* _Task directions_
Print the data below verbatim, in full, and omit the images from your output.

Start of Dataset entries

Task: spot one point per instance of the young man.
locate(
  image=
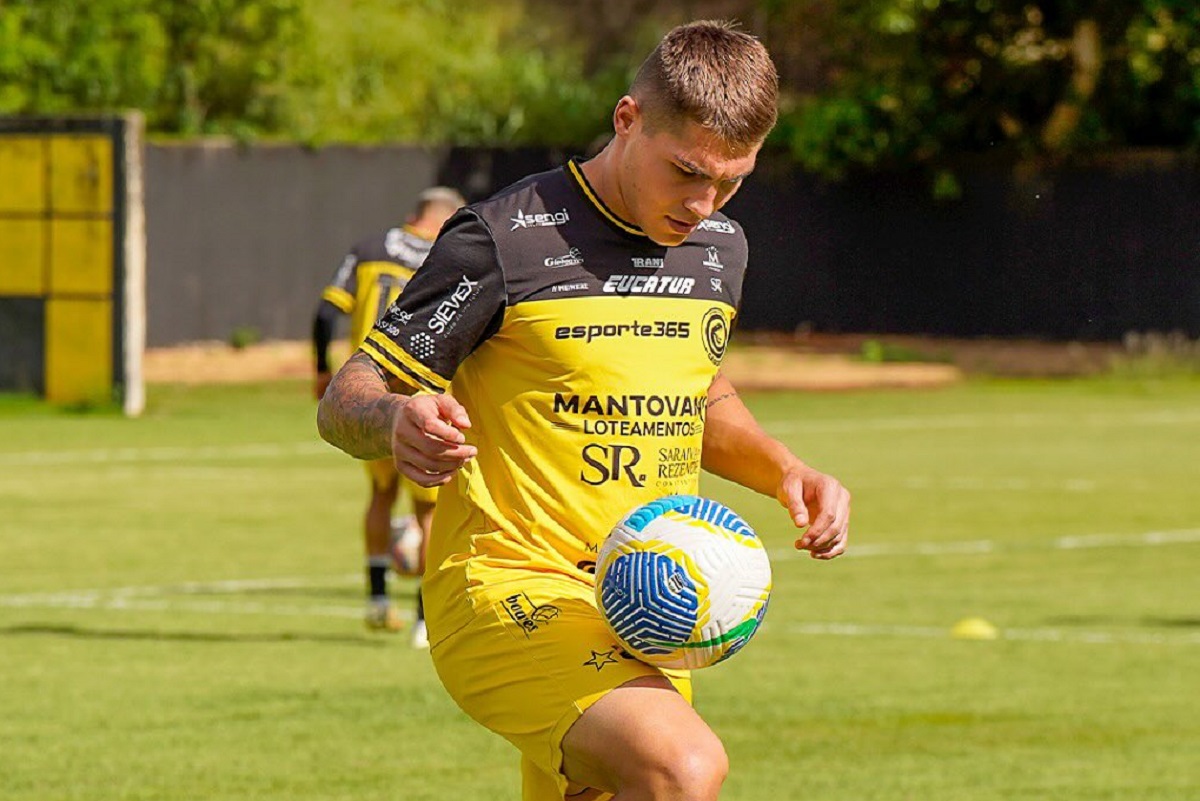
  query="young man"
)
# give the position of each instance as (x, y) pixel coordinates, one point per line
(555, 365)
(371, 277)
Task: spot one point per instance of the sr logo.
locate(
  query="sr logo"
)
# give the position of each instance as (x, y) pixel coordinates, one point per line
(605, 463)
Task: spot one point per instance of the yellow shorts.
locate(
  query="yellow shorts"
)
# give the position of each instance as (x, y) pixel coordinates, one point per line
(383, 475)
(533, 658)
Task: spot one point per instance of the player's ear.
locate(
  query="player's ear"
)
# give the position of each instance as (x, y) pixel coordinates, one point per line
(627, 116)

End of Dataset entries

* _Exercise response_
Task: spot one point per instance of the young man.
locate(
  image=
  query="young man"
)
# give the position of each instance as (x, y) pixel coordinates, one point per line
(555, 365)
(371, 277)
Task: spot one point per instance of the sr logo.
locate(
  query="sr logo"
)
# give the position of each instance as (x, y) pixel coordinates, one point per line
(605, 463)
Task: spot one point per instance of the yellow shorts.
locate(
  query="yellow shorts"
)
# give the position of each instance as (x, y) pixel coordinates, one point per line
(383, 475)
(533, 658)
Task: spot one point per instance of the player's ear.
locate(
  query="player's ear"
)
# give the position of each instance as (x, y) pixel coordinates, one point per line
(627, 116)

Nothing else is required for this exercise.